[Stored data entries]

____________

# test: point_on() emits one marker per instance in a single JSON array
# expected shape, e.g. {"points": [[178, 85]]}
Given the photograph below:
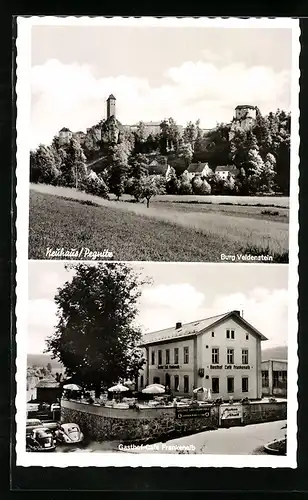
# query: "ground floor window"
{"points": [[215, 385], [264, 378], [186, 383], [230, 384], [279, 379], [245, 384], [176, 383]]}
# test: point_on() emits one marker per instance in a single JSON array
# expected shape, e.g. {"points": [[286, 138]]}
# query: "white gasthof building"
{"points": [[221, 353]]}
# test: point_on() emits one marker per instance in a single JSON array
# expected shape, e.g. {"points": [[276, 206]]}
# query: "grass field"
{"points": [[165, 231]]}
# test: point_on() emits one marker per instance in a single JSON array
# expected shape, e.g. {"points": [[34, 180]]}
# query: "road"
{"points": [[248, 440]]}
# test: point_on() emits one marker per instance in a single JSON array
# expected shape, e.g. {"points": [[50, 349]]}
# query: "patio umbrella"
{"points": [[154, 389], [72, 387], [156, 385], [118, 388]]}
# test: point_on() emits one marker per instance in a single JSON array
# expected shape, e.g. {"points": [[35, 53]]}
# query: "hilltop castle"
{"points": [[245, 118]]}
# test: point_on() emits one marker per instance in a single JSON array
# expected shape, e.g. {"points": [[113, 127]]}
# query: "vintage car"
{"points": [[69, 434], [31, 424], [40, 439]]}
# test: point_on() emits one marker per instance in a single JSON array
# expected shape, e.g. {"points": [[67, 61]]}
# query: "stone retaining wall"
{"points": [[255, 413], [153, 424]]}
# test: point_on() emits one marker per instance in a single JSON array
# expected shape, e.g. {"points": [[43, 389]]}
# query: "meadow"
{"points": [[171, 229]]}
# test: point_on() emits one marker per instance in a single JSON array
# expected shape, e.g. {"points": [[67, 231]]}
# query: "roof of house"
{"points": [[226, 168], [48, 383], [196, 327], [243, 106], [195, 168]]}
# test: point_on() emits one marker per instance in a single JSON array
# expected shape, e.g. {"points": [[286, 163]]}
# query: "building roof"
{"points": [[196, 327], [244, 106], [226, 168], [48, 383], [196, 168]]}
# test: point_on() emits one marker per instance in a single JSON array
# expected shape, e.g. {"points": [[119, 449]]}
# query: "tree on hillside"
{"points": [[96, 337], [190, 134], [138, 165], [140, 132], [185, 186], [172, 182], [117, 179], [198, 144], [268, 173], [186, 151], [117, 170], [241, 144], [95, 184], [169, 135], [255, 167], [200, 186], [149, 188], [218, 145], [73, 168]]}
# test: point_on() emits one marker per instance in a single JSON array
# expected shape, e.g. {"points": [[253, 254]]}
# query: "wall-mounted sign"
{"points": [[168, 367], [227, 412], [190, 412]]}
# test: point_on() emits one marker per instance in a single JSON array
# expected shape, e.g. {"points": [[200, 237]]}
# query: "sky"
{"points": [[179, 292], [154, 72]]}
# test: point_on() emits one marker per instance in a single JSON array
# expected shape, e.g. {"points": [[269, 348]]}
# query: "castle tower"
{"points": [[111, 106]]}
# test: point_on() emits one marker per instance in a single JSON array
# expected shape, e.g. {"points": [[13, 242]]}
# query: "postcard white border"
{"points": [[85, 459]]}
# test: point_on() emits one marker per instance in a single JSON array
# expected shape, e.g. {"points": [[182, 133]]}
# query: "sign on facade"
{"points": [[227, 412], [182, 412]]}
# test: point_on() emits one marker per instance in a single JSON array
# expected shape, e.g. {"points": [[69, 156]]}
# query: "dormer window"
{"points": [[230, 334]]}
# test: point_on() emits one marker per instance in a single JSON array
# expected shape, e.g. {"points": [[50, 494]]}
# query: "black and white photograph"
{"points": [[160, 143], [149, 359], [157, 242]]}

____________

-- DESCRIPTION OF THE TASK --
From the first line to the last, retype the data exactly, but omit every image.

-- RESULT FOR THIS EXERCISE --
# test: point_on() emits one marker per instance in a single JSON array
# expected shape, e.g. {"points": [[178, 85]]}
Given the photograph below:
# query: "ground floor window"
{"points": [[215, 385], [264, 378], [186, 383], [230, 384], [279, 379], [245, 384], [176, 383]]}
# test: point_on() emits one marker per instance in a single JSON array
# expected shape, e.g. {"points": [[286, 138]]}
# query: "white gasthof building"
{"points": [[221, 353]]}
# test: point_on() emits one marker per instance in a single JSON array
# expected shape, e.g. {"points": [[276, 206]]}
# query: "grass field"
{"points": [[165, 231]]}
# test: point_on() emits one marker per instance in a single JSON array
# expected shape, e.g. {"points": [[34, 180]]}
# query: "road"
{"points": [[248, 440]]}
# test: point_on() emits one marker per instance in a single JSON array
# expected shape, e.g. {"points": [[50, 349]]}
# query: "patio umbrella"
{"points": [[154, 389], [72, 387], [156, 385], [118, 388]]}
# test: point_on() emits one marker per instance in a single JSON array
# expected shape, e.g. {"points": [[35, 53]]}
# query: "hilltop castle"
{"points": [[245, 118]]}
# test: point_on() emits one marker per instance in a single JSON array
# expected shape, e.g. {"points": [[113, 127]]}
# query: "vintage car"
{"points": [[69, 434], [31, 424], [40, 439]]}
# test: point_on() emits one marker per instance in a single JSON array
# expected shape, e.g. {"points": [[67, 61]]}
# query: "stone retaining wall"
{"points": [[255, 413], [153, 424]]}
# test: point_on() emits one marker per instance in a single JSON array
# expected shape, e.g. {"points": [[43, 389]]}
# query: "meadow"
{"points": [[171, 229]]}
# test: point_on() emits one marker per instance in a single JSON array
# expected shape, e.g. {"points": [[67, 231]]}
# query: "roof of house"
{"points": [[226, 168], [48, 383], [196, 327], [243, 106], [195, 168]]}
# test: point_on() emits one marker per instance in a single JSON array
# expected shape, e.g. {"points": [[286, 163]]}
# query: "building roof"
{"points": [[196, 327], [244, 106], [226, 168], [48, 383], [196, 168]]}
# test: point_on() emits one marker per instance in a single JSON array
# expected shape, e.g. {"points": [[119, 449]]}
# query: "tree on hillside"
{"points": [[96, 337], [190, 134], [138, 165], [140, 132], [185, 186], [172, 182], [117, 179], [198, 144], [268, 173], [186, 151], [117, 170], [241, 144], [95, 184], [169, 135], [255, 167], [200, 186], [149, 188], [218, 145], [73, 168]]}
# test: point_on() emits one marker per instance in a single JSON array
# expected shape, e.g. {"points": [[253, 254]]}
# query: "wall-mounted sign"
{"points": [[168, 367], [227, 412], [190, 412]]}
# test: point_on() emits one marker per instance in a single JSON array
# expected shape, e.g. {"points": [[200, 237]]}
# query: "sky"
{"points": [[179, 292], [154, 72]]}
# test: point_on() emits one marker per instance in a single JSON array
# expected shape, e.g. {"points": [[269, 348]]}
# query: "castle tower"
{"points": [[111, 106]]}
# test: point_on() emits one marker per instance in a single JSON array
# expected shape, e.g. {"points": [[13, 242]]}
# query: "postcard white border"
{"points": [[85, 459]]}
# test: point_on() emits one marker per instance in a single JSON array
# expected shape, e.g. {"points": [[182, 133]]}
# query: "sign on facade"
{"points": [[227, 412], [182, 412]]}
# test: point_on() emits one marker per instance in a single JSON array
# expected shape, e.g. {"points": [[69, 156]]}
# query: "dormer window"
{"points": [[230, 334]]}
# test: point_on() emits one marker per instance in a single JSON array
# expected shape, e.g. {"points": [[50, 494]]}
# query: "black and white photograph"
{"points": [[160, 143], [149, 359], [157, 242]]}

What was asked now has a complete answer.